_Aufgaben dieser Übung_
- A) Kannst du den Text über Keynes' Essay vollständig und wortgetreu herausschreiben?
- B) Kopiere aus den Einträgen genau die Zeilen, die mit der Zeile mit „Each instance receives one keypoint. Tag the boy's“ beginnen und bis einschließlich der Zeile mit „<point>464,192</point>“ reichen, und sonst nichts. Lass die Bilder dabei weg.

_Beigefügter Text_
┄┄┄┄┄┄┄┄┄┄

Keynes beginnt seinen Essay nicht mit unmittelbar wirtschaftspolitischen Fragen; vielmehr befasst er sich – philosophisch gebildeter als der Großteil heutiger Ökonomen – zunächst mit der Ideengeschichte von Individualismus und Liberalismus. Knapp und lakonisch werden die Entwürfe von Hume und Locke dargestellt – und diesen die durchaus andersartigen von Rousseau und Bentham gegenübergestellt. Die Vereinigung der höchst verschiedenartigen Ansätze wird als das Werk des frühen 19. Jahrhunderts angesehen: „Der Beginn des neunzehnten Jahrhunderts vollbrachte diese wundersame Einigung. Sie brachte den konservativen Individualismus von Locke, Hume, Johnson und Burke in Einklang mit dem Sozialismus und der demokratischen [6] Gleichheitslehre von Rousseau, Paley, Bentham und Godwin“ (diese Ausgabe, S. 20). Angereichert wurde diese Mixtur schließlich noch mit darwinistischen Ideen. All die verschiedenen Ansätze schienen das Gleiche zu predigen: Individualismus und Laissez-faire.

┄┄┄┄┄┄┄┄┄┄

_Extrahierte Daten_

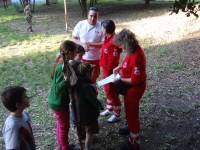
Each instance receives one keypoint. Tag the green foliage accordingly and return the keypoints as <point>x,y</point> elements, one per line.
<point>186,6</point>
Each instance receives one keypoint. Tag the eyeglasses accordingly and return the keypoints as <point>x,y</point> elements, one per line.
<point>94,8</point>
<point>105,22</point>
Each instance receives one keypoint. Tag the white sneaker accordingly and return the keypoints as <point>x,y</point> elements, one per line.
<point>106,112</point>
<point>113,119</point>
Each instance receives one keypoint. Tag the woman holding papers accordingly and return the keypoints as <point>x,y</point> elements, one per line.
<point>109,59</point>
<point>133,73</point>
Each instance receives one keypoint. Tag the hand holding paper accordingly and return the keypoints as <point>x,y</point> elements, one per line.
<point>109,79</point>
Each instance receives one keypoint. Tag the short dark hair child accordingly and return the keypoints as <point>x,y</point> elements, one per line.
<point>109,25</point>
<point>87,104</point>
<point>17,131</point>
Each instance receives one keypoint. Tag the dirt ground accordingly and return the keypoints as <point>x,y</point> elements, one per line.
<point>170,108</point>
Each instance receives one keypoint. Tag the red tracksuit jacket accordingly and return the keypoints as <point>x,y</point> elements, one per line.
<point>110,54</point>
<point>134,67</point>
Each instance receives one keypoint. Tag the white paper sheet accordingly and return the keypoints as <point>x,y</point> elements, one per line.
<point>107,80</point>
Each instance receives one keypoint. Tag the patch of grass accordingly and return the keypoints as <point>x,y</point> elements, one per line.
<point>164,51</point>
<point>177,66</point>
<point>171,111</point>
<point>9,15</point>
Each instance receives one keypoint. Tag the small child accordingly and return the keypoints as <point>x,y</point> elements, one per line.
<point>17,131</point>
<point>109,60</point>
<point>80,53</point>
<point>59,98</point>
<point>87,105</point>
<point>28,15</point>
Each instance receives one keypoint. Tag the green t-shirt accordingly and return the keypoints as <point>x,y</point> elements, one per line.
<point>58,98</point>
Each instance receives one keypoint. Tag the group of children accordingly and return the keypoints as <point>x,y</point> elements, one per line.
<point>81,93</point>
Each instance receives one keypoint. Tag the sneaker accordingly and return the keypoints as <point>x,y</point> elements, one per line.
<point>129,146</point>
<point>124,130</point>
<point>113,119</point>
<point>106,112</point>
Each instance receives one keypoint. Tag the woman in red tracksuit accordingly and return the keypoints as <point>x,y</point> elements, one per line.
<point>133,73</point>
<point>109,59</point>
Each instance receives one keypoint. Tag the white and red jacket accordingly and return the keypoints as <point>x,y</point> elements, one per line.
<point>110,54</point>
<point>134,67</point>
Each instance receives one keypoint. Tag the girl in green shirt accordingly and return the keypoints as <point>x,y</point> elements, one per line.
<point>58,98</point>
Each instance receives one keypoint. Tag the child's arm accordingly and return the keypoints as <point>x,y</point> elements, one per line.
<point>58,57</point>
<point>11,138</point>
<point>92,98</point>
<point>59,79</point>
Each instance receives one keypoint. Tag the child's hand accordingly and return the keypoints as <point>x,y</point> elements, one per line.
<point>86,46</point>
<point>116,80</point>
<point>116,70</point>
<point>58,56</point>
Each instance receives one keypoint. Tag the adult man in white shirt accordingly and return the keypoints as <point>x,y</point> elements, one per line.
<point>88,33</point>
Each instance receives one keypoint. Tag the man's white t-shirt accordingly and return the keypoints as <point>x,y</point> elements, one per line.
<point>86,32</point>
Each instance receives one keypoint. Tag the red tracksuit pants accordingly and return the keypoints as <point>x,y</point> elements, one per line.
<point>96,69</point>
<point>131,103</point>
<point>113,100</point>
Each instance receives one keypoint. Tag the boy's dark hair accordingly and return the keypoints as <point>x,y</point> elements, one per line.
<point>11,96</point>
<point>80,49</point>
<point>109,25</point>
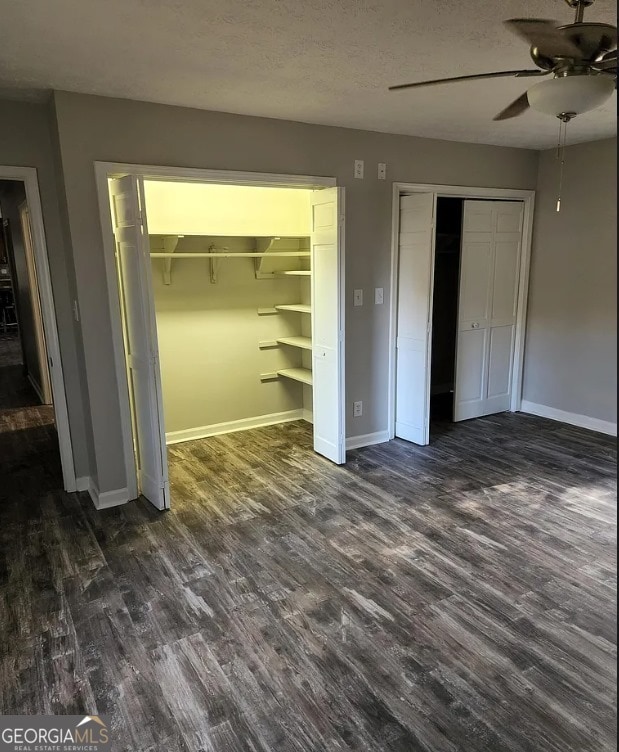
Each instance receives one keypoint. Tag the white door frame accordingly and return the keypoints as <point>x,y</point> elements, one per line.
<point>106,170</point>
<point>28,176</point>
<point>464,192</point>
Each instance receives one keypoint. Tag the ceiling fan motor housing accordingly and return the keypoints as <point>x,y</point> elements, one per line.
<point>570,94</point>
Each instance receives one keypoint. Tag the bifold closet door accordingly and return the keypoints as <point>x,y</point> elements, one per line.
<point>487,307</point>
<point>137,308</point>
<point>413,337</point>
<point>327,207</point>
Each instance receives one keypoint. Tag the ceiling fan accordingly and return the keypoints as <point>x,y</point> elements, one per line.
<point>581,56</point>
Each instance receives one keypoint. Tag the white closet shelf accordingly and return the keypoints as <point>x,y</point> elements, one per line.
<point>240,254</point>
<point>304,375</point>
<point>305,343</point>
<point>300,307</point>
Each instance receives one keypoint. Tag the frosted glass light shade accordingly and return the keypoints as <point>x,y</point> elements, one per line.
<point>570,94</point>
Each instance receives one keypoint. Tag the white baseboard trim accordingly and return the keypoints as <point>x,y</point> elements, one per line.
<point>108,499</point>
<point>202,432</point>
<point>83,484</point>
<point>36,388</point>
<point>367,439</point>
<point>574,419</point>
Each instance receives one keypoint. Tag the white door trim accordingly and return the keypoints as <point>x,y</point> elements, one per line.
<point>458,191</point>
<point>28,176</point>
<point>106,170</point>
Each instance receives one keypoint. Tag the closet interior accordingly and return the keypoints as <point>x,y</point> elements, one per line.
<point>231,273</point>
<point>448,244</point>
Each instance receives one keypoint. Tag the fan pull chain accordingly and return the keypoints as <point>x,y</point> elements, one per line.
<point>563,121</point>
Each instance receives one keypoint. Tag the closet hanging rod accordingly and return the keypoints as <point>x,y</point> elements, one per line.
<point>271,254</point>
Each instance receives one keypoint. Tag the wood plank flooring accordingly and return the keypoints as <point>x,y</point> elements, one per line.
<point>454,597</point>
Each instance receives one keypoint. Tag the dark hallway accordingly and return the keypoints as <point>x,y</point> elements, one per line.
<point>29,455</point>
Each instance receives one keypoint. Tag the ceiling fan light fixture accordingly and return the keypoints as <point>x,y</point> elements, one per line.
<point>573,94</point>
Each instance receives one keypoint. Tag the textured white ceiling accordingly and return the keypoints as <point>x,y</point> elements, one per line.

┄┄┄┄┄┄┄┄┄┄

_Ausgaben_
- A)
Keynes beginnt seinen Essay nicht mit unmittelbar wirtschaftspolitischen Fragen; vielmehr befasst er sich – philosophisch gebildeter als der Großteil heutiger Ökonomen – zunächst mit der Ideengeschichte von Individualismus und Liberalismus. Knapp und lakonisch werden die Entwürfe von Hume und Locke dargestellt – und diesen die durchaus andersartigen von Rousseau und Bentham gegenübergestellt. Die Vereinigung der höchst verschiedenartigen Ansätze wird als das Werk des frühen 19. Jahrhunderts angesehen: „Der Beginn des neunzehnten Jahrhunderts vollbrachte diese wundersame Einigung. Sie brachte den konservativen Individualismus von Locke, Hume, Johnson und Burke in Einklang mit dem Sozialismus und der demokratischen [6] Gleichheitslehre von Rousseau, Paley, Bentham und Godwin“ (diese Ausgabe, S. 20). Angereichert wurde diese Mixtur schließlich noch mit darwinistischen Ideen. All die verschiedenen Ansätze schienen das Gleiche zu predigen: Individualismus und Laissez-faire.

- B)
Each instance receives one keypoint. Tag the boy's dark hair accordingly and return the keypoints as <point>x,y</point> elements, one per line.
<point>11,96</point>
<point>80,49</point>
<point>109,25</point>
Each instance receives one keypoint. Tag the white door frame accordingly and return the keypoints as <point>x,y</point> elements, one per line.
<point>106,170</point>
<point>28,176</point>
<point>464,192</point>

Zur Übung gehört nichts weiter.